BEGIN Working data

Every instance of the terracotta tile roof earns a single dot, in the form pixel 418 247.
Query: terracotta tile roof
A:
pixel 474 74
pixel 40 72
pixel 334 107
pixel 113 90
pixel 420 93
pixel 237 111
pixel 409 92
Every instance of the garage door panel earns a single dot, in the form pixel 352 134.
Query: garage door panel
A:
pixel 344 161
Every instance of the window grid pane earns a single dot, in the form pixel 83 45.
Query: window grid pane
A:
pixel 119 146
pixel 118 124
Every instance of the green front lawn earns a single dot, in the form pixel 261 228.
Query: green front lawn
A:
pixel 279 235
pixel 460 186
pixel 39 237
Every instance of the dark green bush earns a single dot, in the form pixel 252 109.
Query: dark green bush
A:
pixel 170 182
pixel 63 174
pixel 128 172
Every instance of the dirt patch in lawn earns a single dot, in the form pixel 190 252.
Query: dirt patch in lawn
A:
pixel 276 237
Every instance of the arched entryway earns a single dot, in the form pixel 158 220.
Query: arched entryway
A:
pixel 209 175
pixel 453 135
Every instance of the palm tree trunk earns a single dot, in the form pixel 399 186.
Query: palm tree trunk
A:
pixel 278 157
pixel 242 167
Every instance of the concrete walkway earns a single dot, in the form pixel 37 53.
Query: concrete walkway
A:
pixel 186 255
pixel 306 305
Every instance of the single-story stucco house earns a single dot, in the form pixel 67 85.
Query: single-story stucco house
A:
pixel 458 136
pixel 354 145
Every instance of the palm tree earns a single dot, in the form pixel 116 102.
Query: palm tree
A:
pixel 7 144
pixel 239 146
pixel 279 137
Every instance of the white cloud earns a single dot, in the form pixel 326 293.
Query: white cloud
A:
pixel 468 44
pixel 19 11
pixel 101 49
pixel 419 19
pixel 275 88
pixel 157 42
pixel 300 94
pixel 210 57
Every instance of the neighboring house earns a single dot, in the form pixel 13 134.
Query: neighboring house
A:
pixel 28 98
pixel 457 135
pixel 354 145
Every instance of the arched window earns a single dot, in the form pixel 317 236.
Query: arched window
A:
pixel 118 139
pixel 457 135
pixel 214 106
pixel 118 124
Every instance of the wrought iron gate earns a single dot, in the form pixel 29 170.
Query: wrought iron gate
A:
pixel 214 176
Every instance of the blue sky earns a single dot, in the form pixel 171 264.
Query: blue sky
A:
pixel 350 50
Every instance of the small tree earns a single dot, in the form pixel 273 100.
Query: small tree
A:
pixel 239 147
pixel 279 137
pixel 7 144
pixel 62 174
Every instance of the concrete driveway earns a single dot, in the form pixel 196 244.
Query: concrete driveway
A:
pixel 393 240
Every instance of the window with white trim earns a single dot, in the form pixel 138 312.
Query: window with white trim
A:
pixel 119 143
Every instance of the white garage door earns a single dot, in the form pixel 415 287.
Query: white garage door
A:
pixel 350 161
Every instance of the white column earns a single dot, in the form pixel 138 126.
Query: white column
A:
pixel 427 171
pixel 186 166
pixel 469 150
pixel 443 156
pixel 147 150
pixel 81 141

END Working data
BEGIN Working data

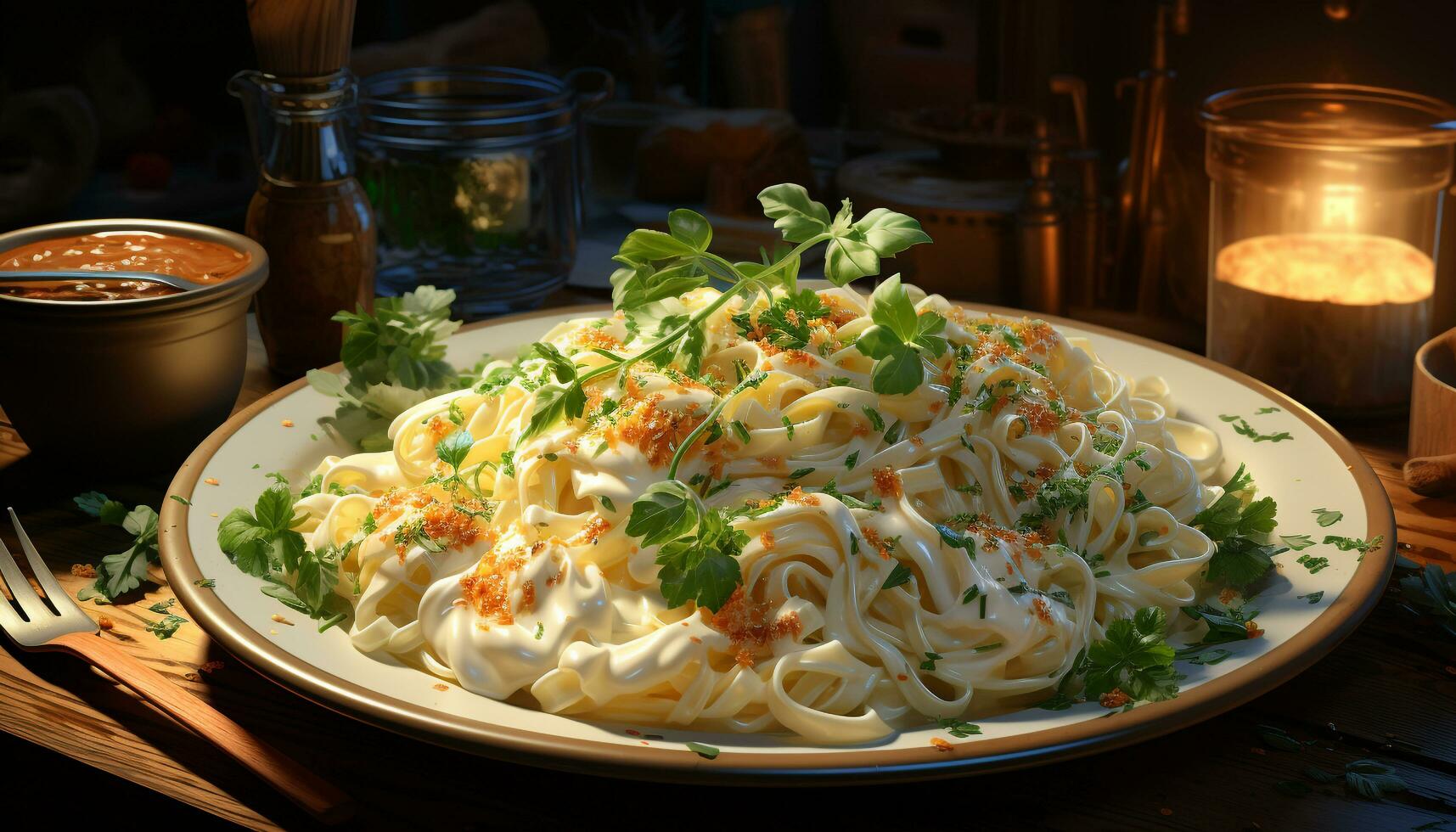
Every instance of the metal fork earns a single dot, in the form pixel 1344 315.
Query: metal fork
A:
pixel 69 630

END Working data

Using only the listing above, restate exactly the lines from the line containing "Every instance of the neighboring" through the line containing "Query: blue sky", both included.

Every instance of the neighboring house earns a single dot, in the form pixel 13 134.
Query: neighboring house
A:
pixel 28 98
pixel 457 135
pixel 354 145
Every instance of the arched window earns a single dot, in the form pixel 317 236.
Query: arched window
A:
pixel 118 139
pixel 457 135
pixel 214 106
pixel 118 124
Every instance of the wrought iron gate earns a single dot, in the form pixel 29 170.
Query: wrought iron gate
A:
pixel 214 176
Every instance of the blue sky earns a single dot, in the form pixel 171 264.
Query: blue sky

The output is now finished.